### PAGE EXCERPT:
▼▼▼

I had heard about Anne Barnes, who would have been our next-door neighbour, before we went to our house. Kim and I had entered into an email relationship after Stuart met her and bought our petite maison. Shortly after he returned, Kim told me that Anne, who had worked for the United Nations, had died in the hurricane in Haiti and her funeral was going to be in the village church. So, even before we went to Cuzance, I had a sense of this woman I had never met yet was just a few years older than me and whom, after having heard so much about her, I felt I would have become friends with. When I first met Kim, it was uncanny to be told that I looked similar to Anne Barnes. Then, shortly after meeting Jean-Claude, he told me that he and Françoise had been very good friends with her and he would often help her. It seemed that, in some strange way, we had come into their lives when Anne had gone. The first time we had apéritifs together, they served the rum that Anne had brought them from Haiti every year upon returning to Cuzance. With our new friends, Stuart and I toasted the memory of someone we had not met. And, yet, I had already heard so much about her, I felt I did know her.

I was touched by Anne’s memory and felt tearful. Then one day, as we were working, an agent came to open her house. He invited us to have a look before the prospective buyers arrived. It was a beautiful, large house; the garden by now was sadly overgrown, yet the roses bloomed profusely around the doorway. This time I wept for Anne Barnes — for she always seemed to be referred to by her full name — when I saw her slippers placed side by side next to her bed, and her book, with its bookmark in place, waiting for someone who would never finish it.

Later, Jean-Claude told me about her funeral. Apparently Anne Barnes’ French boyfriend was despised by her sister, and he was forbidden to attend the funeral. He organised his own service for her in the village, ran into the church and seized the ashes. I don’t know the rest of the story but this moved me very much and was yet another example of how Jean-Claude provided us with glimpses into the lives of those around us in the village.

There have been so many occasions when, at home in Australia, we reflect on how very different our experience would be without the friendship of Jean-Claude and Françoise. One early evening, Françoise appeared to inspect our progress after hearing Jean-Claude’s daily reports about our frenetic activity. She took one look at me and was horrified to see how tired I looked. When she asked what we had been having for dinner, I had to confess that it was often only pain. This horrified her even further and so, there and then, we were again whisked away to the comfort of their home and a delicious dîner.

It is all very strange for us — but utterly wonderful — to think that we were in the very privileged position of having another life on the other side of the world.

▲▲▲

### PROVIDED MATERIAL:
▼▼▼

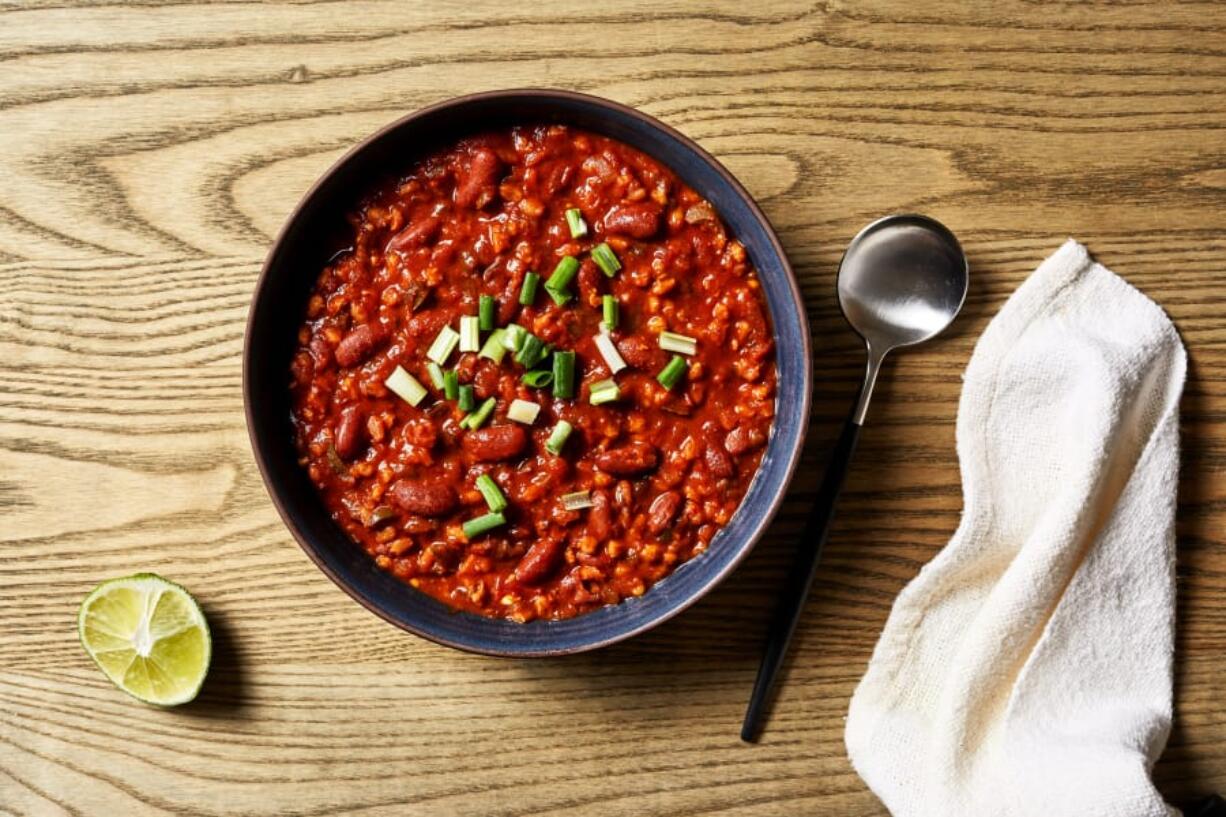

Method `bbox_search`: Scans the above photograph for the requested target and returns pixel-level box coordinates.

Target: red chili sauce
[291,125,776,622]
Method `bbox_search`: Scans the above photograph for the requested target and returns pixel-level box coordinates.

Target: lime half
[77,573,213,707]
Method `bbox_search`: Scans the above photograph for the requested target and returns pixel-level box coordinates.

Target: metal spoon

▲▲▲
▼▼▼

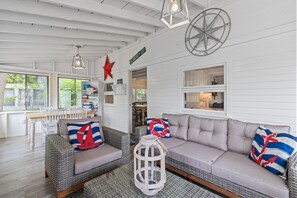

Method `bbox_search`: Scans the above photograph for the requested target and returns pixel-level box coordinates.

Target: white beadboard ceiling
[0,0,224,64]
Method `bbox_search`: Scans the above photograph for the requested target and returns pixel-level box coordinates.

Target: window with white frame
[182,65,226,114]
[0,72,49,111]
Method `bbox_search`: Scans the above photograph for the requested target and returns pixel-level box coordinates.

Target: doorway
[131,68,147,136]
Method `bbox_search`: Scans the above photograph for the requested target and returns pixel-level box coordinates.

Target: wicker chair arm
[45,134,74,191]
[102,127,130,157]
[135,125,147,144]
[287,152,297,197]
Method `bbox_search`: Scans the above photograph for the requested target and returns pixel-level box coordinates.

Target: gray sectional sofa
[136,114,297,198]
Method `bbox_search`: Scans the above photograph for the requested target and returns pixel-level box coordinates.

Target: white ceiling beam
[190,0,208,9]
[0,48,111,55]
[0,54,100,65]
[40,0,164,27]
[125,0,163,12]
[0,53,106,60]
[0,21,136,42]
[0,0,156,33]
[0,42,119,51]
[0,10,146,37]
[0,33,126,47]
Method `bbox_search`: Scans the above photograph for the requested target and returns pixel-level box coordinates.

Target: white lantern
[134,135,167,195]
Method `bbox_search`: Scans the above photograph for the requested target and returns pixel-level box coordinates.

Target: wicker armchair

▲▲▲
▼▼▼

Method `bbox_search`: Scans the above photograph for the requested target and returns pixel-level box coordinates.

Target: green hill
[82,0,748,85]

▲▲▲

In the memoir excerpt about Anne Barnes, copy the text between "Later, Jean-Claude told" and "in the village.", inclusive.

Later, Jean-Claude told me about her funeral. Apparently Anne Barnes’ French boyfriend was despised by her sister, and he was forbidden to attend the funeral. He organised his own service for her in the village, ran into the church and seized the ashes. I don’t know the rest of the story but this moved me very much and was yet another example of how Jean-Claude provided us with glimpses into the lives of those around us in the village.